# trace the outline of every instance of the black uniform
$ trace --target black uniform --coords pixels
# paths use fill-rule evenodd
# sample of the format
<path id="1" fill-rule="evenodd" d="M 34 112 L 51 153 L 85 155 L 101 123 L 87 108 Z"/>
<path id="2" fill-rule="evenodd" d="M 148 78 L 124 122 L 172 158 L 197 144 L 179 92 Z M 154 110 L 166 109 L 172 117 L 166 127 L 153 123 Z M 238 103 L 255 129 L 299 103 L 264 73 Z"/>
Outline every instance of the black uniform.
────────────────────────────────────────
What to work on: List every line of the records that contains the string "evenodd", copying each line in full. Matches must have the same case.

Task solution:
# paths use fill-rule evenodd
<path id="1" fill-rule="evenodd" d="M 34 112 L 51 153 L 85 155 L 101 123 L 87 108 Z"/>
<path id="2" fill-rule="evenodd" d="M 148 78 L 124 122 L 172 158 L 197 144 L 179 92 Z M 154 110 L 166 109 L 172 117 L 166 127 L 153 123 Z M 238 103 L 255 129 L 299 103 L 264 73 Z"/>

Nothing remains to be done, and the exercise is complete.